**元の素材**

= = =

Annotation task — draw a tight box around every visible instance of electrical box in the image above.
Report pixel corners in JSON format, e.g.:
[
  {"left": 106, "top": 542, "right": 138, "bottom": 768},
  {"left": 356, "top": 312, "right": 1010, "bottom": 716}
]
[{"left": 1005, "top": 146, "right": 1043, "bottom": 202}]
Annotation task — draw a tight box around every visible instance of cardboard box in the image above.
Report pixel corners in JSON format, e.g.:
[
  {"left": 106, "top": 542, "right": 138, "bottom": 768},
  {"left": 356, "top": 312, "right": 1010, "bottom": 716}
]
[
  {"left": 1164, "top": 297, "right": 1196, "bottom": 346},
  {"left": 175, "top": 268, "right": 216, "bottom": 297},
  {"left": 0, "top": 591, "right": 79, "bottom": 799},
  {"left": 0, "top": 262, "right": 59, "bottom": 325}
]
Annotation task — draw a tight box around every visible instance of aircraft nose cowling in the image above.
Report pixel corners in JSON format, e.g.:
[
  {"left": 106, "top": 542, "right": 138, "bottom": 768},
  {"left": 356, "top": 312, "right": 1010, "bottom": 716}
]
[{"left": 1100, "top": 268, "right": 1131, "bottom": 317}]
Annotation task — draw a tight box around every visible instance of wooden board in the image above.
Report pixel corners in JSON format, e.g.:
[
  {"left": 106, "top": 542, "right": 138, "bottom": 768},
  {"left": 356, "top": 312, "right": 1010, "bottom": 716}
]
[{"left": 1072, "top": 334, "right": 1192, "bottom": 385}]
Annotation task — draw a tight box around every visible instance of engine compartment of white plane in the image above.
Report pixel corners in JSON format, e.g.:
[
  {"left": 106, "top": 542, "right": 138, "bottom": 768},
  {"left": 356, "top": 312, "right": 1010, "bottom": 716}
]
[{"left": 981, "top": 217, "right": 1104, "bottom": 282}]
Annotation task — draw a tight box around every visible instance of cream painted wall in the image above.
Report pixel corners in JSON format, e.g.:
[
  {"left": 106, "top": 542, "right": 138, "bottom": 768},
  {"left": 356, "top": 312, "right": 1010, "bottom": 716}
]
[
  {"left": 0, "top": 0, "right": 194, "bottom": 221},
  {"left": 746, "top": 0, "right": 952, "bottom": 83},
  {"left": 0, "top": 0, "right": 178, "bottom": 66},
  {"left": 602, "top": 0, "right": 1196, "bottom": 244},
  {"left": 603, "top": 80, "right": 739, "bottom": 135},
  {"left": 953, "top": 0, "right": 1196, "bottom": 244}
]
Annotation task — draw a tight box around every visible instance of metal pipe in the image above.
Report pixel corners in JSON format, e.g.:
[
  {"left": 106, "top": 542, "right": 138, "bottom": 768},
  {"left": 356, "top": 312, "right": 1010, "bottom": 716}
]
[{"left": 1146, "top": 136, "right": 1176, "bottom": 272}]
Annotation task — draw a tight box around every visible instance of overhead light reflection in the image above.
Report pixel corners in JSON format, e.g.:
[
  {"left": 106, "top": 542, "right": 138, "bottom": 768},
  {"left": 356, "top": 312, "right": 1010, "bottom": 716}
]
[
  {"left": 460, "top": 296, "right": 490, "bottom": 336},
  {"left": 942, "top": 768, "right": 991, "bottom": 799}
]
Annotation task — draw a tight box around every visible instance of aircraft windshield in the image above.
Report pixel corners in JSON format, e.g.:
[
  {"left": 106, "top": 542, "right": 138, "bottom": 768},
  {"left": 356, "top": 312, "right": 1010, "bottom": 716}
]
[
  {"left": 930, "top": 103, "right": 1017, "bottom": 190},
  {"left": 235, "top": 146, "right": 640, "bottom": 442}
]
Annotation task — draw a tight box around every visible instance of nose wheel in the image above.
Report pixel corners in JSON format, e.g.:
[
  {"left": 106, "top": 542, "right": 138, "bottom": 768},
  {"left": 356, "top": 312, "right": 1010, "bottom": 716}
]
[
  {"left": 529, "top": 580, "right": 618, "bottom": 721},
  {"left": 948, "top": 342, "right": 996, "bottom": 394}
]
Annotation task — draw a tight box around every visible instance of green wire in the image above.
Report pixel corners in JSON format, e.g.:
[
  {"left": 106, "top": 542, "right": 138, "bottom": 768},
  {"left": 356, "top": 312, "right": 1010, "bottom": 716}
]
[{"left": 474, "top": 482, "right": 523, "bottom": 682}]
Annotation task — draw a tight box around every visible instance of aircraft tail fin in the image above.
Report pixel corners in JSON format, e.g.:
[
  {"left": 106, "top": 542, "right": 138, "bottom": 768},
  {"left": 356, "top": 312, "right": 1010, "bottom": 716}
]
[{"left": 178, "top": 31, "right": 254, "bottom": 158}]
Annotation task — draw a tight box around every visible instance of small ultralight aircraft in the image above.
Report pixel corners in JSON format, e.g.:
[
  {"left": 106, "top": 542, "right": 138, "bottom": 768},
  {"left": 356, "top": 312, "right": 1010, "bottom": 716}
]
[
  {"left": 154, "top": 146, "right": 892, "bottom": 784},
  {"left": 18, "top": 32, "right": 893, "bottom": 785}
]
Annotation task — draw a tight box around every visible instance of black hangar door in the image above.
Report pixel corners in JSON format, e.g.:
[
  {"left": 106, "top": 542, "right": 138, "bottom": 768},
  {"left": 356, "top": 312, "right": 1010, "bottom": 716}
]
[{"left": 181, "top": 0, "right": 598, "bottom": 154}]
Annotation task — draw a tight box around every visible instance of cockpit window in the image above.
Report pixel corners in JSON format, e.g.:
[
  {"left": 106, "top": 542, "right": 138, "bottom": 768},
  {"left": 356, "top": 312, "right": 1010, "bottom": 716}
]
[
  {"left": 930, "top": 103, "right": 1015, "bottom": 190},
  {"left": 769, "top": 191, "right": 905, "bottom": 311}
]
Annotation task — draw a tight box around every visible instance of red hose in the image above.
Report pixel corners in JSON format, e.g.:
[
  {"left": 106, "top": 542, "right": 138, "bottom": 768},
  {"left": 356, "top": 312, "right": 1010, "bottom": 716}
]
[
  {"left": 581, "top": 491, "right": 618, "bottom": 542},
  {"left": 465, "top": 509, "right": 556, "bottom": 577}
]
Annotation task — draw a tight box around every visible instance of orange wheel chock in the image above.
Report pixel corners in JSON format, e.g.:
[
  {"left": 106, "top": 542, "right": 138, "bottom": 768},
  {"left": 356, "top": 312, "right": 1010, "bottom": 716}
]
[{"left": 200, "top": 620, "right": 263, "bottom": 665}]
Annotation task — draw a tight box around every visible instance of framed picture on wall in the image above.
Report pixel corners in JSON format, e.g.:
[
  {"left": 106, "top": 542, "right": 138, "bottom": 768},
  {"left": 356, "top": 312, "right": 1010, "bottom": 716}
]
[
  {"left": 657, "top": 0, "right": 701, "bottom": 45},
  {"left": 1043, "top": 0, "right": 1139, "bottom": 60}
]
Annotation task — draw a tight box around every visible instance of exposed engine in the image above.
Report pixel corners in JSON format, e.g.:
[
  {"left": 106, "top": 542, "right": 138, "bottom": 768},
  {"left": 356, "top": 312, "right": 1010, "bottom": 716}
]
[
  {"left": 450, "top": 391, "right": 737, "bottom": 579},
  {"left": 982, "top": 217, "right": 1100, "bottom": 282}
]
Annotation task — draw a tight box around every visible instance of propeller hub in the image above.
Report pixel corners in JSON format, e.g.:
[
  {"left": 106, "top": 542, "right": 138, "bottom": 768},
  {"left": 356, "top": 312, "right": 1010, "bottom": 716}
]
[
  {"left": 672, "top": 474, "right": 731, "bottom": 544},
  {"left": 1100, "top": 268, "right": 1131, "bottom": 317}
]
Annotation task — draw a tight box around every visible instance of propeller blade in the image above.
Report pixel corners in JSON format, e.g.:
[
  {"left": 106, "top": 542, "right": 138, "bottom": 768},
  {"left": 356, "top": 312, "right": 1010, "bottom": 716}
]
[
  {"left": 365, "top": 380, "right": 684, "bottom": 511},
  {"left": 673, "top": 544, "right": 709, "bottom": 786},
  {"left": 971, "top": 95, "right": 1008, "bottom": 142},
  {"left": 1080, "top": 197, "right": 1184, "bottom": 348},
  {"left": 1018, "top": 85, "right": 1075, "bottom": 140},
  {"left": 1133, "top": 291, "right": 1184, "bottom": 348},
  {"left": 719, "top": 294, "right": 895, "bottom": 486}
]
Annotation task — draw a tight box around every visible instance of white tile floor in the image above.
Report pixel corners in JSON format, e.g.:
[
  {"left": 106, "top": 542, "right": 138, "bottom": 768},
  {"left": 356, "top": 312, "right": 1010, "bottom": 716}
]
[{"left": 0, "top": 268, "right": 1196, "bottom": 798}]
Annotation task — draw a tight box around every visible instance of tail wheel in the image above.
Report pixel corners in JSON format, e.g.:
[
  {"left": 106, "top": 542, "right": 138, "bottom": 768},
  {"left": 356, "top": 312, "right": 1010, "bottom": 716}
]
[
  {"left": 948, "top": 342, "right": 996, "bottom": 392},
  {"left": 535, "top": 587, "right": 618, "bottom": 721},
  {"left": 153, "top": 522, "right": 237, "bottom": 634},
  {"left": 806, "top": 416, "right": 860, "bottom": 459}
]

= = =

**ねらい**
上の素材のうち、「blade in the image above.」を含む行から素材の最後の行までを、空行を除いて番号付きの箇条書きに直しなさい。

**解答例**
1. Annotation task — draw a tight box around every visible instance of propeller blade in the image above.
2. Report pixel corners in JSON format, e.g.:
3. [
4.   {"left": 106, "top": 542, "right": 138, "bottom": 768},
5.   {"left": 356, "top": 312, "right": 1010, "bottom": 716}
6. ]
7. [
8.   {"left": 365, "top": 380, "right": 684, "bottom": 511},
9.   {"left": 673, "top": 544, "right": 709, "bottom": 786},
10.   {"left": 971, "top": 95, "right": 1008, "bottom": 142},
11.   {"left": 1080, "top": 197, "right": 1184, "bottom": 348},
12.   {"left": 1018, "top": 85, "right": 1075, "bottom": 140},
13.   {"left": 1133, "top": 291, "right": 1184, "bottom": 348},
14.   {"left": 719, "top": 294, "right": 895, "bottom": 486}
15. ]
16. Annotation task — draw a tight box around every visible instance of white tile floor in the image above.
17. Report pixel corners in JSON format, e.g.:
18. [
19.   {"left": 106, "top": 542, "right": 138, "bottom": 768},
20.   {"left": 356, "top": 312, "right": 1010, "bottom": 716}
21. ]
22. [{"left": 0, "top": 268, "right": 1196, "bottom": 798}]
23. Annotation task — draw a tight box around every visible instance of tail wheel in the image above.
24. Report pixel corners in JSON format, e.g.:
25. [
26.   {"left": 106, "top": 542, "right": 138, "bottom": 768},
27.   {"left": 356, "top": 312, "right": 1010, "bottom": 716}
28. ]
29. [
30.   {"left": 948, "top": 342, "right": 996, "bottom": 392},
31.   {"left": 535, "top": 587, "right": 618, "bottom": 721},
32.   {"left": 153, "top": 522, "right": 237, "bottom": 634},
33.   {"left": 806, "top": 416, "right": 860, "bottom": 459}
34. ]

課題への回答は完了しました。